= Stated exercise =
Rewrite the items below as a JSON list of strings, one string for each line, and leave out any blank lines.

= Stored records =
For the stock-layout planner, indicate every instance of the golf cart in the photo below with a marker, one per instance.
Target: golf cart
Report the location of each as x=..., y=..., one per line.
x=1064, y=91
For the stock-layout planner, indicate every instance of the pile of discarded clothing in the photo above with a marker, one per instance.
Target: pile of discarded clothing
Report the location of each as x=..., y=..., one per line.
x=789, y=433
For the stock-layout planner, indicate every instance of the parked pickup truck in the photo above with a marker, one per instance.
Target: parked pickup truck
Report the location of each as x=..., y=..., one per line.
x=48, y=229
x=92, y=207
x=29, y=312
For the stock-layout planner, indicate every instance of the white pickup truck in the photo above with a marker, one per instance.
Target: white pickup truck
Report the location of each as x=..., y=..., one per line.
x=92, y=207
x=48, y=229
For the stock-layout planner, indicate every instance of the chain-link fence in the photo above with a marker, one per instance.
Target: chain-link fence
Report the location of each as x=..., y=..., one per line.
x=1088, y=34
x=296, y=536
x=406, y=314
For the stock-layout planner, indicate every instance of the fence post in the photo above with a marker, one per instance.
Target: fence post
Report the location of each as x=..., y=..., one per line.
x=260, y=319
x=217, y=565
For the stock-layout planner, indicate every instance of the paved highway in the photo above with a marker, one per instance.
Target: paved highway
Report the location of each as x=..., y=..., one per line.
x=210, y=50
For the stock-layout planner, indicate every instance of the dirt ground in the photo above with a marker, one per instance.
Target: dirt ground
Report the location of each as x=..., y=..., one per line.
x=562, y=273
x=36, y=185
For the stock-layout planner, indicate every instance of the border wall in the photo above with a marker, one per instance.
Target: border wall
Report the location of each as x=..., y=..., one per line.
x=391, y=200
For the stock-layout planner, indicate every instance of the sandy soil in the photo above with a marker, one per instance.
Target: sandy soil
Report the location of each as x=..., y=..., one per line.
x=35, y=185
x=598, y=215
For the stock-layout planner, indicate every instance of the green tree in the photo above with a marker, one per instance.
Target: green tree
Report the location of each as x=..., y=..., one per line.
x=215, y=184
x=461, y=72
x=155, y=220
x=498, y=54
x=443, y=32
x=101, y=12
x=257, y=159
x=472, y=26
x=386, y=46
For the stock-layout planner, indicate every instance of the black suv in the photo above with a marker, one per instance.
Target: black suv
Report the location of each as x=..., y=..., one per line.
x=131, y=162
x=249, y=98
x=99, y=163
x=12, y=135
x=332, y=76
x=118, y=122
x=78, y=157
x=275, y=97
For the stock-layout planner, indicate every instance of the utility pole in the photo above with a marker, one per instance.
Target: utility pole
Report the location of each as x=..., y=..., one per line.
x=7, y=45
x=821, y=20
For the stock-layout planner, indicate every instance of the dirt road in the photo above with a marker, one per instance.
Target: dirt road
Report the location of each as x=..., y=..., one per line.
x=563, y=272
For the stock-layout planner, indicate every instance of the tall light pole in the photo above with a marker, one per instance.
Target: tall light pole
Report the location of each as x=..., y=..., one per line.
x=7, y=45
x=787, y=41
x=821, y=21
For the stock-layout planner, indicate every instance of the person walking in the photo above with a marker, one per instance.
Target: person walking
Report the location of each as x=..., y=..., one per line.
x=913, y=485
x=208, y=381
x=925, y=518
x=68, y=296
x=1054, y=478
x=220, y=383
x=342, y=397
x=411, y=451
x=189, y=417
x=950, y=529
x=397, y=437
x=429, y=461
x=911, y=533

= Task response =
[
  "For the stock-layout planner, indicate every instance of the golf cart in the photo below with a marker, one per instance.",
  "Target: golf cart",
  "Report the location of each as x=..., y=..., one per line.",
  "x=1064, y=91",
  "For the stock-layout planner, indicate every instance of the pile of discarded clothing in the photo above with a marker, one per instance.",
  "Target: pile of discarded clothing",
  "Report the location of each as x=..., y=..., one per line.",
  "x=789, y=433",
  "For the stock-layout planner, indicate every instance of the parked pickup truck in the photo above with a marker, one per instance.",
  "Target: parked pickup truck",
  "Report the location of each as x=..., y=..., one per line.",
  "x=48, y=229",
  "x=92, y=207",
  "x=29, y=312",
  "For the stock-layout planner, indicate every instance of the white pickup truck in the photo above with a marker, one per instance.",
  "Target: white pickup truck",
  "Report the location of each as x=..., y=..., one per line.",
  "x=92, y=207",
  "x=48, y=229",
  "For the stock-layout planner, indicate every instance of the chain-link fence in the photo above with a marker, one per instance.",
  "Target: chain-link fence",
  "Report the location of each as x=..., y=..., one per line.",
  "x=1088, y=34",
  "x=296, y=536",
  "x=406, y=314",
  "For the stock-layout planner, indicate every instance of the fence post in the photo above with a marker, one per instance.",
  "Target: fence post",
  "Report the location of each as x=..., y=..., one per line.",
  "x=260, y=319",
  "x=217, y=565",
  "For the stock-layout planner, indicate every instance of the paved highway in the photo above with a marker, one per instance.",
  "Target: paved highway",
  "Report the location of each as x=..., y=..., one per line.",
  "x=210, y=50",
  "For the stock-layout planner, indicate every instance of the dirt ground in the photo above with a marker, one per instance.",
  "Target: dirt ground",
  "Report the location of each as x=..., y=..., one per line.",
  "x=562, y=273",
  "x=36, y=185",
  "For the stock-layout planner, indicate every instance of the border wall in the photo above with a marker, one per instance.",
  "Target: border wall",
  "Report the location of each as x=..., y=..., one per line.",
  "x=391, y=200",
  "For the stock-layout planner, indicate every instance of the sandy soil in the photo above with a marker, one per instance.",
  "Target: sandy soil",
  "Report the location of each as x=..., y=..., one per line.",
  "x=35, y=185",
  "x=598, y=215",
  "For the stock-layout planner, indicate every instance of the green tree in the photo above with a marker, one per instance.",
  "Target: green tree",
  "Report the location of each as x=..., y=..., one per line.",
  "x=215, y=184",
  "x=461, y=72",
  "x=155, y=220",
  "x=498, y=54",
  "x=443, y=32",
  "x=101, y=12",
  "x=257, y=159",
  "x=472, y=26",
  "x=386, y=46",
  "For the stock-layout planner, indicate every instance of the black suv in the photo above with a marker, one per instance.",
  "Target: black suv",
  "Report the location of each as x=..., y=..., one per line.",
  "x=131, y=162",
  "x=249, y=98",
  "x=99, y=163",
  "x=12, y=135",
  "x=332, y=76",
  "x=118, y=122",
  "x=78, y=157",
  "x=275, y=97",
  "For the stock-layout planner, indicate every instance of the utility pole in the photo above with a marker, one per instance.",
  "Target: utility pole",
  "Report the location of each as x=..., y=..., one per line.",
  "x=7, y=45",
  "x=821, y=20",
  "For the stock-layout planner, indicate every instance of the dirt road in the photo above with a marker, one per instance.",
  "Target: dirt road",
  "Report the location of each as x=..., y=..., one per line.",
  "x=563, y=272",
  "For the stock-layout planner, indicate every instance of the tall light pole in the photo above with a marker, one per instance.",
  "Target: tall light pole",
  "Report the location of each as x=..., y=..., one per line.",
  "x=7, y=45",
  "x=787, y=41",
  "x=821, y=21",
  "For the stock-layout planner, indicate every instance of the person walking in the photo above with a marker, one per instance.",
  "Target: person walking",
  "Report the location of each as x=..., y=..., one per line.",
  "x=913, y=485",
  "x=208, y=381",
  "x=925, y=518",
  "x=68, y=296",
  "x=1054, y=478",
  "x=220, y=383",
  "x=342, y=397",
  "x=411, y=451",
  "x=189, y=417",
  "x=950, y=529",
  "x=397, y=437",
  "x=429, y=461",
  "x=911, y=533"
]